PETIKAN TEKS
Konsistensi Berkesenian Komunitas Tutup Ngisor

Dilihat 1898 kali
Wayang orang keluarga besar Padepokan Tjipto Boedaja Tutup Ngisor
Di seluruh penjuru Nusantara ini, eksistensi komunitas-komunitas lokal dengan segenap tradisi serta keunikan yang dimiliki barangkali tidak terhitung jumlahnya. Mereka pada umumnya hidup dengan segala tradisi, tata nilai, orientasi, serta cara berpikir yang dimiliki untuk tetap dapat memperhankan eksistensinya.
 
Dalam khasanah ilmu sosial eksistensi komunitas lokal tersebut sering disebut kearifan lokal atau lebih sesuai dengan terminologi keunggulan setempat. Eksistensi mereka merupakan subkultur tersendiri dalam kultur-kultur yang telah ada. Sebagaian dari komunitas-komunitas tersebut ada yang sudah hilang akibat tergerus gelombang perubahan. Namun masih banyak yang masih survive dengan tradisi yang dimiliki atas semangat para penyangganya (I Wayan Dana, Ni Nyoman Sudewi, & Yohana Ari R.,2015).

INFORMASI YANG DIBERIKAN
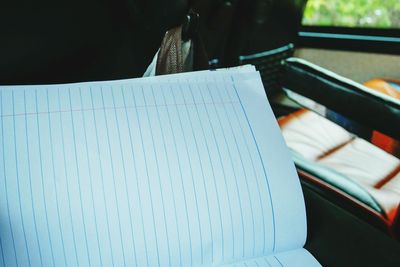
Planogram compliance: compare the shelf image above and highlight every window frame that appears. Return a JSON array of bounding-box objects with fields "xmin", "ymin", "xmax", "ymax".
[{"xmin": 298, "ymin": 25, "xmax": 400, "ymax": 55}]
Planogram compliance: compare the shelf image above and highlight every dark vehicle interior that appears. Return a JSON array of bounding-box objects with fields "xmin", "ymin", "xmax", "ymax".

SOAL LATIHAN 1
Sunting bagian petikan tentang komunitas Tutup Ngisor mulai dari "Konsistensi Berkesenian Komunitas" sampai dengan "dapat memperhankan eksistensinya." dengan mengganti "Nusantara" menjadi "Indonesia".
SOAL LATIHAN 2
Tentukan apakah setiap pernyataan berikut sesuai dengan petikan tentang komunitas Tutup Ngisor, lalu jawab ya atau tidak dengan mengutip kata-kata petikan yang menjadi penentunya. (a) Semua komunitas lokal masih bertahan hingga sekarang. (b) Dalam ilmu sosial, keberadaan komunitas lokal sering disebut kearifan lokal. (c) Jumlah komunitas lokal di Nusantara dapat dihitung dengan pasti.
SOAL LATIHAN 3
Menurut petikan tentang komunitas Tutup Ngisor, terminologi apa yang dinilai lebih sesuai untuk menyebut eksistensi komunitas lokal?

JAWABAN TERTULIS 1
Konsistensi Berkesenian Komunitas Tutup Ngisor

Dilihat 1898 kali
Wayang orang keluarga besar Padepokan Tjipto Boedaja Tutup Ngisor
Di seluruh penjuru Indonesia ini, eksistensi komunitas-komunitas lokal dengan segenap tradisi serta keunikan yang dimiliki barangkali tidak terhitung jumlahnya. Mereka pada umumnya hidup dengan segala tradisi, tata nilai, orientasi, serta cara berpikir yang dimiliki untuk tetap dapat memperhankan eksistensinya.

JAWABAN TERTULIS 2
(a) Tidak: "Sebagaian dari komunitas-komunitas tersebut ada yang sudah hilang akibat tergerus gelombang perubahan."
(b) Ya: "Dalam khasanah ilmu sosial eksistensi komunitas lokal tersebut sering disebut kearifan lokal"
(c) Tidak: "barangkali tidak terhitung jumlahnya"

JAWABAN TERTULIS 3
Keunggulan setempat.